What is being asked:
Nothing but a number is needed here; count the lines of the listing that include "window".

(Supplied material Opens)

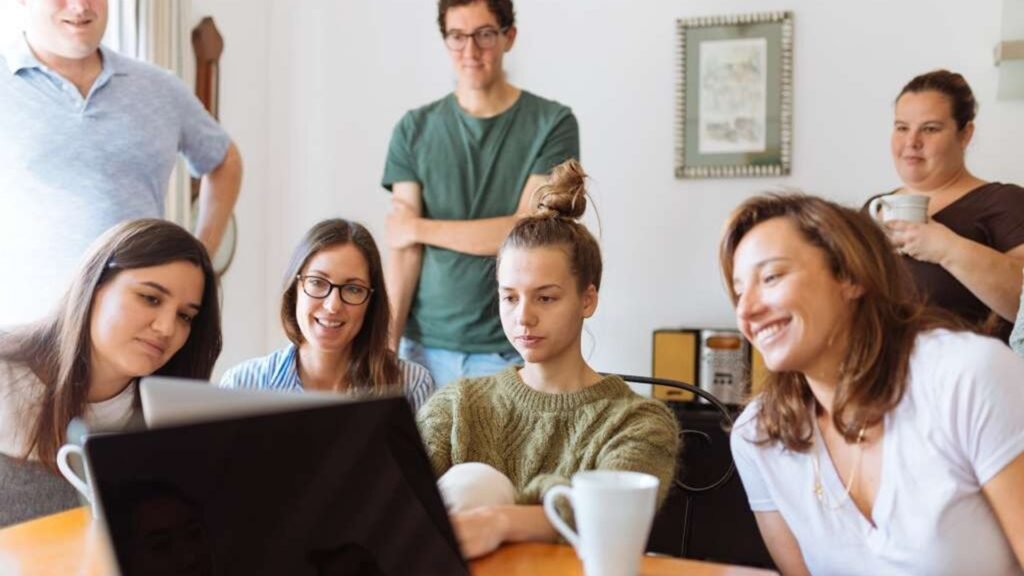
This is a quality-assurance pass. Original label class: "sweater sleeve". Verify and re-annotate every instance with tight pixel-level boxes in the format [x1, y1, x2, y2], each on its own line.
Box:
[415, 385, 456, 478]
[595, 400, 680, 505]
[520, 473, 572, 505]
[523, 472, 577, 544]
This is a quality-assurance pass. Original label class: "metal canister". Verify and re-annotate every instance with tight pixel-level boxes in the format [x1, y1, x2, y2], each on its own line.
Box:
[699, 330, 750, 405]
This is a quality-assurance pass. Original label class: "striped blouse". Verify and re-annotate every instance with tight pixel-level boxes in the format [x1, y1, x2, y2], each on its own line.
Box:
[219, 345, 435, 412]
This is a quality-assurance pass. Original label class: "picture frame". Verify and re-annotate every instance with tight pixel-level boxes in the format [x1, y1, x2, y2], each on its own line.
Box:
[675, 11, 793, 178]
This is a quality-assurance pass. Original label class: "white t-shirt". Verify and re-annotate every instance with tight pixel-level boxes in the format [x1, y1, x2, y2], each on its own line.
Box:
[0, 359, 137, 459]
[731, 330, 1024, 576]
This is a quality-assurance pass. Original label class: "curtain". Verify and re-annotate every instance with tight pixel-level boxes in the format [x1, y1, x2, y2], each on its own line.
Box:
[108, 0, 194, 227]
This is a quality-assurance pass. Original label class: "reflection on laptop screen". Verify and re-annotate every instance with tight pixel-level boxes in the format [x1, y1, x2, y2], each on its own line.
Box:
[86, 398, 468, 576]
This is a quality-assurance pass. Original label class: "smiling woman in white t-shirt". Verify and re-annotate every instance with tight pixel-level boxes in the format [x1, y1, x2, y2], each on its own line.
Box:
[720, 194, 1024, 575]
[0, 219, 222, 527]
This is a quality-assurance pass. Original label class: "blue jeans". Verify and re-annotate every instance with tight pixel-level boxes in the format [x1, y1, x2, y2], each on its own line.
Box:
[400, 338, 521, 388]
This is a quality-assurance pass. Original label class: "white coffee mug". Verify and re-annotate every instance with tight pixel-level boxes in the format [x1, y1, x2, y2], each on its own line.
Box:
[867, 194, 930, 224]
[57, 443, 100, 518]
[543, 471, 659, 576]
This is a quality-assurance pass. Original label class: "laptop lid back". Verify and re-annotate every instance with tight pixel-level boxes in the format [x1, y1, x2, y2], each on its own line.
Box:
[86, 397, 467, 576]
[139, 376, 350, 429]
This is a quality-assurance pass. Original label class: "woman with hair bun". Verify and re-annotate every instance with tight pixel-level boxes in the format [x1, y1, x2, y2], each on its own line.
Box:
[866, 69, 1024, 339]
[416, 159, 679, 559]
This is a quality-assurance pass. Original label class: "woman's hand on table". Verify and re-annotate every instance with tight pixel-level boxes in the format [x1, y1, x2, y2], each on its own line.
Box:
[450, 506, 511, 559]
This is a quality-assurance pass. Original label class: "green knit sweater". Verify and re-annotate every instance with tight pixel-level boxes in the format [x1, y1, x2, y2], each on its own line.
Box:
[416, 367, 680, 506]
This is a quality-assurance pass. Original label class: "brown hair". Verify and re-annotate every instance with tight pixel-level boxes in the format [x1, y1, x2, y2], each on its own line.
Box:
[0, 219, 222, 471]
[499, 159, 602, 293]
[280, 219, 401, 394]
[897, 69, 977, 131]
[719, 194, 962, 451]
[437, 0, 515, 35]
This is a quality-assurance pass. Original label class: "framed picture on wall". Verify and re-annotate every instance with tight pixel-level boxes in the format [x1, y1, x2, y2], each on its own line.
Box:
[675, 11, 793, 178]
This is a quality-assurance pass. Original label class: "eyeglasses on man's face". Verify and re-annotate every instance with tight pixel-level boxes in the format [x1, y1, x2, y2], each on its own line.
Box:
[297, 275, 373, 306]
[444, 26, 509, 51]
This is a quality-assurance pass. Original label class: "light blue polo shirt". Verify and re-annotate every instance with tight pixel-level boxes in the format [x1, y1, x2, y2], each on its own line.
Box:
[0, 35, 230, 326]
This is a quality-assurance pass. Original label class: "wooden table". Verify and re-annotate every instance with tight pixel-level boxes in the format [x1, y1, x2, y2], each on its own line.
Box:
[0, 508, 776, 576]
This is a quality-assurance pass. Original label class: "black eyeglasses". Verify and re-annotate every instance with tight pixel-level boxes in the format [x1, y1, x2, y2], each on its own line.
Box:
[297, 275, 373, 305]
[444, 26, 508, 51]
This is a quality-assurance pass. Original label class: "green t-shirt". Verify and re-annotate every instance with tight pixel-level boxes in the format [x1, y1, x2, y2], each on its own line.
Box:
[382, 91, 579, 352]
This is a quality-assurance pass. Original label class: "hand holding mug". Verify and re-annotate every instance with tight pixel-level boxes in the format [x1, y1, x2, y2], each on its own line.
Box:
[885, 219, 959, 264]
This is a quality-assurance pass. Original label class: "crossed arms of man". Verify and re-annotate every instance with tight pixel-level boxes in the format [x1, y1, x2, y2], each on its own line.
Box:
[383, 174, 547, 350]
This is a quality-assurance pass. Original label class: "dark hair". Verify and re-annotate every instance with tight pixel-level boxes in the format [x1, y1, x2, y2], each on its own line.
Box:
[719, 194, 962, 451]
[437, 0, 515, 35]
[280, 219, 401, 394]
[0, 219, 222, 471]
[498, 159, 602, 293]
[897, 69, 977, 131]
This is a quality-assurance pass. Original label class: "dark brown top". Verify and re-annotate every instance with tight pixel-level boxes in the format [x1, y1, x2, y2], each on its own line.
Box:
[865, 182, 1024, 339]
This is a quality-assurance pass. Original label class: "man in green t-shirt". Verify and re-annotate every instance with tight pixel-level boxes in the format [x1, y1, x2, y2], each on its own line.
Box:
[381, 0, 579, 387]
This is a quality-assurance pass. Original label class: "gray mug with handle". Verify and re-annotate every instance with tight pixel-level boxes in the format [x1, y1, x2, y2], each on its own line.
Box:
[867, 194, 930, 224]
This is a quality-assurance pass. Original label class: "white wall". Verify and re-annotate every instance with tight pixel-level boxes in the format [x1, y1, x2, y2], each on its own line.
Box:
[188, 0, 271, 378]
[194, 0, 1024, 378]
[0, 0, 19, 44]
[4, 0, 1019, 377]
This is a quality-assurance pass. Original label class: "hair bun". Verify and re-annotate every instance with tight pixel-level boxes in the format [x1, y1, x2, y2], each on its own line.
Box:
[535, 159, 587, 220]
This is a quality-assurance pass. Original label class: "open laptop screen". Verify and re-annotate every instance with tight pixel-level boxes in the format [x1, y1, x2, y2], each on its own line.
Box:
[86, 397, 467, 576]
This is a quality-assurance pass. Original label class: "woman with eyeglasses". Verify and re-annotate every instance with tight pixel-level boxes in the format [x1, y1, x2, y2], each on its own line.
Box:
[723, 194, 1024, 575]
[0, 219, 222, 527]
[220, 219, 434, 410]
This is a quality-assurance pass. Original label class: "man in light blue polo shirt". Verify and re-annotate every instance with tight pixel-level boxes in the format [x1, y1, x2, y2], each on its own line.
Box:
[0, 0, 242, 327]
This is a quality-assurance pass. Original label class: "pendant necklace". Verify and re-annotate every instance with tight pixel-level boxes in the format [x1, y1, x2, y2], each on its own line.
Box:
[812, 426, 866, 509]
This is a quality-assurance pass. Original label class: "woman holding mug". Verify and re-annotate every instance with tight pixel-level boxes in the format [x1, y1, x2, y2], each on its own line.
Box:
[866, 69, 1024, 339]
[724, 194, 1024, 574]
[220, 219, 434, 410]
[0, 219, 222, 527]
[416, 160, 679, 559]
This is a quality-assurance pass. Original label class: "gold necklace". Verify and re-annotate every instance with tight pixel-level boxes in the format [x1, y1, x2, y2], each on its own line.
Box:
[812, 426, 865, 510]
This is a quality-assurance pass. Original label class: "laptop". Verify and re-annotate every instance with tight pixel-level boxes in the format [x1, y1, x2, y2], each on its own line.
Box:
[84, 391, 468, 575]
[139, 376, 354, 429]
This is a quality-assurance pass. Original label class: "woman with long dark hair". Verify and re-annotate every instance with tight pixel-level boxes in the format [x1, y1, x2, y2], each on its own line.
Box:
[0, 219, 222, 526]
[220, 219, 433, 410]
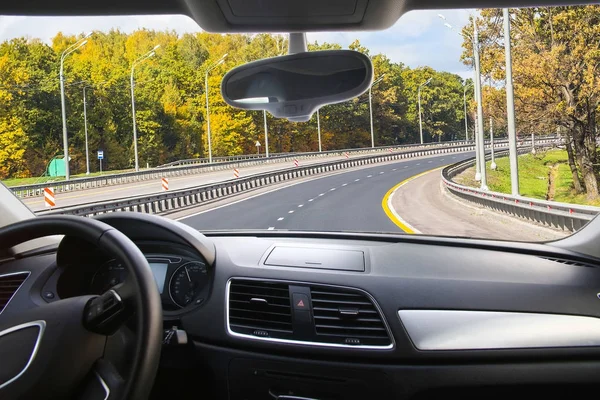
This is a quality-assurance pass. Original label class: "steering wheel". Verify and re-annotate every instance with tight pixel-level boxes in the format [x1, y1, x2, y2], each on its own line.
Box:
[0, 216, 163, 400]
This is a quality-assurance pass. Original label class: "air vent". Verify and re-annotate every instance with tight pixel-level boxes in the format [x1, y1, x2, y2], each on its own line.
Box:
[539, 257, 594, 268]
[310, 286, 391, 347]
[0, 272, 29, 313]
[229, 280, 293, 339]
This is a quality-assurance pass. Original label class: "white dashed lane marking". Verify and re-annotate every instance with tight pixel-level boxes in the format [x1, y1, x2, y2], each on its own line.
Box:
[355, 179, 360, 182]
[308, 199, 314, 202]
[330, 188, 336, 191]
[298, 204, 303, 208]
[288, 210, 294, 214]
[268, 227, 275, 230]
[367, 175, 372, 178]
[342, 183, 348, 186]
[319, 193, 325, 196]
[277, 217, 284, 221]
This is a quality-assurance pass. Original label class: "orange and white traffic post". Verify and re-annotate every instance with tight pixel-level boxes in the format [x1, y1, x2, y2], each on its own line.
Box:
[44, 187, 55, 208]
[161, 177, 169, 191]
[233, 168, 239, 178]
[294, 159, 299, 167]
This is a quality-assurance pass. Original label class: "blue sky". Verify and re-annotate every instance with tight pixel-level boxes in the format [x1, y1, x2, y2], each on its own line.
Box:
[0, 9, 473, 78]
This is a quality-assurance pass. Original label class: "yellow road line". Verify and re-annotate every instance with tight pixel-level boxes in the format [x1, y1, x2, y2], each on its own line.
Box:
[381, 166, 445, 234]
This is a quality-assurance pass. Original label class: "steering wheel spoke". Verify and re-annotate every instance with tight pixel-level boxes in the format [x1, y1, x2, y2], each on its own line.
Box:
[77, 359, 125, 400]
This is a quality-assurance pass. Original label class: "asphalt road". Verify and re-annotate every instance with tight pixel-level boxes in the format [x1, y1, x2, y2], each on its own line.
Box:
[180, 152, 473, 232]
[22, 154, 352, 212]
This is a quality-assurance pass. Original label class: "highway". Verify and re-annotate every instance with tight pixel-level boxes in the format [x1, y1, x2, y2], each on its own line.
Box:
[179, 152, 473, 232]
[21, 153, 354, 212]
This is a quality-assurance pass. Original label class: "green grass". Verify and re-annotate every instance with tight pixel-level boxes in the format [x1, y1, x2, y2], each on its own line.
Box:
[454, 149, 600, 207]
[1, 168, 136, 187]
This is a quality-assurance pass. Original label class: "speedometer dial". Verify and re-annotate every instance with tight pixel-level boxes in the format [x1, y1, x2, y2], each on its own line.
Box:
[168, 261, 208, 308]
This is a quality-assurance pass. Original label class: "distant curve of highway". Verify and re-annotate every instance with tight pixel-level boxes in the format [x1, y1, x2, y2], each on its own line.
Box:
[179, 152, 473, 232]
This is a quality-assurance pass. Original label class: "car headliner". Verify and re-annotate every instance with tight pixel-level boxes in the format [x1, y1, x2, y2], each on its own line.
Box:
[0, 0, 586, 32]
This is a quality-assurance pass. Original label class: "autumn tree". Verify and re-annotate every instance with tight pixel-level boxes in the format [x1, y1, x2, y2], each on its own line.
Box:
[462, 6, 600, 199]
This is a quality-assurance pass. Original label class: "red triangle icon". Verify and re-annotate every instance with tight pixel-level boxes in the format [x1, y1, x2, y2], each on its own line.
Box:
[297, 299, 305, 307]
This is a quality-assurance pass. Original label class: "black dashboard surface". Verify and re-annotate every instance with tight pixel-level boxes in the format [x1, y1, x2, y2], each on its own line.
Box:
[4, 214, 600, 399]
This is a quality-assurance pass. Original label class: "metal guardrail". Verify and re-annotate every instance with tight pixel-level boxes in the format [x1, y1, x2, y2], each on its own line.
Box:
[37, 141, 501, 217]
[442, 139, 600, 232]
[155, 140, 490, 168]
[11, 140, 480, 199]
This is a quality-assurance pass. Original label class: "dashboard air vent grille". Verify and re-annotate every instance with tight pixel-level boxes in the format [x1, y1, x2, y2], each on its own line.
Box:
[539, 257, 594, 268]
[0, 272, 29, 313]
[229, 280, 293, 339]
[310, 286, 391, 346]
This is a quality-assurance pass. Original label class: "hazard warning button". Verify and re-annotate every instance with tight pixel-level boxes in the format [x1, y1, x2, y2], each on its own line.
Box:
[292, 293, 309, 311]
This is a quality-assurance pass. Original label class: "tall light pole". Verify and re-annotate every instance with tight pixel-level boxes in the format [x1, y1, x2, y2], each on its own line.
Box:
[60, 33, 91, 180]
[463, 82, 472, 141]
[418, 77, 432, 145]
[317, 109, 322, 152]
[490, 117, 497, 170]
[473, 22, 488, 190]
[205, 53, 228, 163]
[369, 74, 386, 148]
[263, 110, 269, 157]
[131, 44, 160, 172]
[83, 85, 90, 175]
[503, 8, 519, 195]
[439, 14, 486, 189]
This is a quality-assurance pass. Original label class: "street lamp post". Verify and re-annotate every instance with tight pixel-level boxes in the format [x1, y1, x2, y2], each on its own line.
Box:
[490, 117, 497, 170]
[503, 7, 520, 195]
[60, 33, 91, 180]
[317, 109, 322, 152]
[473, 22, 488, 190]
[369, 74, 386, 148]
[83, 85, 90, 175]
[439, 14, 487, 189]
[418, 77, 432, 145]
[463, 83, 472, 141]
[131, 44, 160, 172]
[205, 53, 228, 163]
[263, 110, 269, 157]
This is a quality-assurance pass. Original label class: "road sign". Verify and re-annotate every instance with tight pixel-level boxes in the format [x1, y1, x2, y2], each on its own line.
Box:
[255, 141, 261, 147]
[97, 151, 104, 160]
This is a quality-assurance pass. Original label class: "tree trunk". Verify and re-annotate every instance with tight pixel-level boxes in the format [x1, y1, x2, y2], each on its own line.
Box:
[564, 135, 583, 193]
[572, 125, 599, 200]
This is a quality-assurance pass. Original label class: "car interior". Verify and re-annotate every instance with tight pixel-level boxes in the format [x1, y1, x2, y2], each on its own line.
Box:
[2, 0, 600, 400]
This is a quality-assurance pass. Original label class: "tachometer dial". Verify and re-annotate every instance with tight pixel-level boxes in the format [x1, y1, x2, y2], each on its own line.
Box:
[90, 259, 126, 294]
[168, 261, 208, 308]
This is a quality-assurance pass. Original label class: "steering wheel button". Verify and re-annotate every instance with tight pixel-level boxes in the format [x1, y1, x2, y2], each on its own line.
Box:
[43, 291, 55, 299]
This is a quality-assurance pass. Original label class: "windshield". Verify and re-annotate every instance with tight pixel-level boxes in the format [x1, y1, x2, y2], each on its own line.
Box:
[1, 6, 598, 242]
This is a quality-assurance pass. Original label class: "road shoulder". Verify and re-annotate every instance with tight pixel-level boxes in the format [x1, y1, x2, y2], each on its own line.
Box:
[388, 168, 566, 241]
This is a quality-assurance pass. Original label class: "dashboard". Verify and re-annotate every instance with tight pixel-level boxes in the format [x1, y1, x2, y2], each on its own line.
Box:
[39, 215, 215, 316]
[5, 212, 600, 400]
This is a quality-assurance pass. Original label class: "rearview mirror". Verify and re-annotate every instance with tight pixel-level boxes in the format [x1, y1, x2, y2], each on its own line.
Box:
[221, 50, 373, 122]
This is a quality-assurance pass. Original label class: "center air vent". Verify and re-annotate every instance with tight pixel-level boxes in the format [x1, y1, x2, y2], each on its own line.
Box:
[0, 272, 29, 314]
[310, 286, 392, 347]
[228, 280, 293, 339]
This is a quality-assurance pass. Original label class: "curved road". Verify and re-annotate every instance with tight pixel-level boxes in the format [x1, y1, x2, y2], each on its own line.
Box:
[22, 153, 355, 212]
[180, 152, 473, 232]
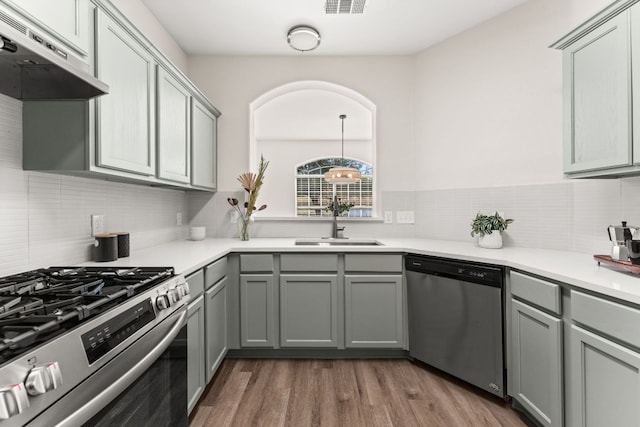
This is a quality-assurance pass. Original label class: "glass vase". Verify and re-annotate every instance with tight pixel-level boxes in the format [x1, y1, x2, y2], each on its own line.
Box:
[237, 215, 253, 241]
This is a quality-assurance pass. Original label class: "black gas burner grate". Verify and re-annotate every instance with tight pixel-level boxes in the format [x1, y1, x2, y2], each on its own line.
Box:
[0, 266, 174, 364]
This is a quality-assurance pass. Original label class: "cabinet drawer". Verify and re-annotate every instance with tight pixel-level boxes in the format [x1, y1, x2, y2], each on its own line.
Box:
[240, 254, 274, 272]
[345, 254, 402, 273]
[186, 269, 204, 299]
[280, 254, 338, 272]
[205, 257, 227, 289]
[511, 271, 561, 314]
[572, 290, 640, 349]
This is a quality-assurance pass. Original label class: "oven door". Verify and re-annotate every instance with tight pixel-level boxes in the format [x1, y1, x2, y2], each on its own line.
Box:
[27, 306, 188, 427]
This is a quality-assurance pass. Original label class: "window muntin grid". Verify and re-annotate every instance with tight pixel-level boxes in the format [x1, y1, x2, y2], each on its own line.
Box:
[296, 158, 373, 217]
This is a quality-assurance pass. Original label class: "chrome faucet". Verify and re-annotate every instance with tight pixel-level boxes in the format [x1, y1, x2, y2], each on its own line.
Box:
[331, 195, 346, 239]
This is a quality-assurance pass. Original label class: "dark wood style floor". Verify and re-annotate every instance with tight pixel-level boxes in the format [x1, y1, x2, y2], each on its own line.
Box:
[189, 358, 530, 427]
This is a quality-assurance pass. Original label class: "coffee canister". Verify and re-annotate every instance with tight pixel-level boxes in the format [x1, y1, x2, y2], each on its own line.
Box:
[94, 234, 118, 262]
[114, 232, 130, 258]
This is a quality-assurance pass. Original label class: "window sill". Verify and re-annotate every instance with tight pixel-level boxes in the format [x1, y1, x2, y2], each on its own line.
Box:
[254, 216, 385, 223]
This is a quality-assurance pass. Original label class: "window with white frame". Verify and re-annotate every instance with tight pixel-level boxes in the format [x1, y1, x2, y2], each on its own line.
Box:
[296, 158, 373, 217]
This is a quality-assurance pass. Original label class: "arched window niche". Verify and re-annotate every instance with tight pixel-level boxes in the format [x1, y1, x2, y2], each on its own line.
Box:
[250, 80, 377, 219]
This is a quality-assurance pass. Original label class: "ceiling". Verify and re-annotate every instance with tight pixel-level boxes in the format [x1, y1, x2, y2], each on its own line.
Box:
[141, 0, 528, 56]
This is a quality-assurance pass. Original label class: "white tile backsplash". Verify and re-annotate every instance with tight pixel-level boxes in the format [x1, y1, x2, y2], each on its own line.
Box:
[0, 94, 188, 275]
[186, 180, 639, 254]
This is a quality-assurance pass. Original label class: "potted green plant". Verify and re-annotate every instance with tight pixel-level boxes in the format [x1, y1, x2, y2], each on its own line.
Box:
[325, 198, 355, 217]
[470, 212, 514, 249]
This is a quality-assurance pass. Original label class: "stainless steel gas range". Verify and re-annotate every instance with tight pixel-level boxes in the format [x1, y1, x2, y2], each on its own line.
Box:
[0, 266, 190, 427]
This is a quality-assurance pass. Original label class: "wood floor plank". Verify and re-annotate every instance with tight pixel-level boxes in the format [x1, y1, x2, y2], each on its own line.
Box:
[203, 364, 252, 427]
[284, 359, 320, 426]
[189, 405, 212, 427]
[193, 358, 529, 427]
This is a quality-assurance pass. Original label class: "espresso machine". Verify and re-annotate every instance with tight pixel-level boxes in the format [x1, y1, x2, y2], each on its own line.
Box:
[608, 221, 640, 260]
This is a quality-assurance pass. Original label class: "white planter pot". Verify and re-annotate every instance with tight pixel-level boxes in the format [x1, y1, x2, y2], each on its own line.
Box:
[479, 232, 503, 249]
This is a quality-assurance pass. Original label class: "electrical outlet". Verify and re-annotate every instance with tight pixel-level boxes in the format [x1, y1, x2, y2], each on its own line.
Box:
[396, 210, 415, 224]
[384, 211, 393, 224]
[91, 214, 104, 236]
[176, 212, 182, 226]
[230, 211, 239, 224]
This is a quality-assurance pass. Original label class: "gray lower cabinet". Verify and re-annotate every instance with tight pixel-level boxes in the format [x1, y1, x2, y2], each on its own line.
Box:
[344, 275, 403, 348]
[186, 294, 205, 414]
[571, 324, 640, 427]
[240, 274, 275, 347]
[280, 274, 338, 347]
[510, 299, 563, 427]
[205, 277, 227, 382]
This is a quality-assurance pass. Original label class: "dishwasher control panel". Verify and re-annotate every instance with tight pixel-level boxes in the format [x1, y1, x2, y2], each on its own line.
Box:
[405, 255, 504, 287]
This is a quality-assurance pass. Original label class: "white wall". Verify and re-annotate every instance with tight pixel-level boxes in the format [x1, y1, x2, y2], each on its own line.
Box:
[187, 56, 415, 193]
[110, 0, 188, 73]
[412, 0, 615, 190]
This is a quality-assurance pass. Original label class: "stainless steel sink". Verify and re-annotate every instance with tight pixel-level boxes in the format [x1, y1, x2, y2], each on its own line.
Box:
[294, 238, 383, 246]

(Supplied material Closes)

Answer area:
4